• [Data records]:

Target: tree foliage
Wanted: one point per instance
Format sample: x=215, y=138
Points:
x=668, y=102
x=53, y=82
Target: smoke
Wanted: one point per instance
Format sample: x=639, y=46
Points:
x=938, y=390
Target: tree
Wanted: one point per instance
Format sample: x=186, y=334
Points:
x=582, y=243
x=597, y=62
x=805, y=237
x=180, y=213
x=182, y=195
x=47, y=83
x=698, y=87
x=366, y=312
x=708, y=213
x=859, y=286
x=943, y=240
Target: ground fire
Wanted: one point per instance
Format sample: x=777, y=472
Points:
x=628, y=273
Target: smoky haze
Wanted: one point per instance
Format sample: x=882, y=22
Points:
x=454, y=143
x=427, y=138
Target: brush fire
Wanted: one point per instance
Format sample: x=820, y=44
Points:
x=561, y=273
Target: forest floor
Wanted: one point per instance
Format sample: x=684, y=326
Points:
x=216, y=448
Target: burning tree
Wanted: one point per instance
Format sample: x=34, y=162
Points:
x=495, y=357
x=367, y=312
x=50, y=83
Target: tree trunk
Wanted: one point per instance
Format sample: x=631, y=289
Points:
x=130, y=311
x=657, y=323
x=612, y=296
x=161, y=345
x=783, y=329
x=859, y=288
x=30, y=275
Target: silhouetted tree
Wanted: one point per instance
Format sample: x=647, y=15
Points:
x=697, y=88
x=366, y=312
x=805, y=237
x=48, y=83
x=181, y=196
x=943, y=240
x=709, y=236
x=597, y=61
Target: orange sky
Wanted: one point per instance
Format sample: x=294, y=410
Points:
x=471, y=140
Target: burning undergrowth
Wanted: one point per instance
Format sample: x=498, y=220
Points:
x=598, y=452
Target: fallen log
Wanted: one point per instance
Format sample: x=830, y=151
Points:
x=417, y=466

• [Work instructions]:
Retype the lines above, keeping every character.

• [Your response]:
Target: tree foliage
Wanted: one point per instance
Format sample: x=215, y=138
Points:
x=668, y=102
x=53, y=82
Target: smoke
Wanted: one point per instance
Format sample: x=639, y=46
Points:
x=938, y=390
Target: tree
Wanted: one point per instance
Format sample: x=186, y=334
Points:
x=582, y=243
x=597, y=62
x=805, y=237
x=180, y=213
x=182, y=195
x=47, y=83
x=698, y=87
x=366, y=312
x=708, y=213
x=859, y=286
x=943, y=240
Target: ground fire
Wanted: one point per instance
Format sample: x=777, y=472
Points:
x=628, y=273
Target: smoky haze
Wanted: one point per instance
Format sample: x=882, y=22
Points:
x=454, y=143
x=427, y=138
Target: brush fire
Wanted: one point per instance
Format sample: x=820, y=44
Points:
x=561, y=273
Target: forest floor
Wanted: one point per instance
Format sample: x=684, y=326
Points:
x=216, y=448
Target: burning tree
Wanted: one point per instance
Format sample: x=34, y=162
Points:
x=495, y=357
x=367, y=312
x=50, y=83
Target: tree trunk
Wanted: one point per instance
Format sample: x=631, y=289
Points:
x=130, y=311
x=657, y=323
x=612, y=296
x=161, y=345
x=783, y=329
x=859, y=288
x=30, y=275
Target: silhouetted tree
Wanted: one point per instance
Format sample: x=647, y=15
Points:
x=697, y=88
x=366, y=312
x=805, y=237
x=48, y=83
x=181, y=196
x=943, y=240
x=709, y=236
x=597, y=61
Target: orange sky
Wanted: one point per instance
Format sample: x=294, y=410
Points:
x=471, y=140
Target: burning undergrowth
Wanted: one point per instance
Format sample: x=498, y=220
Points:
x=598, y=452
Target: fallen log
Wanted: one point per instance
Format sample: x=830, y=151
Points:
x=417, y=466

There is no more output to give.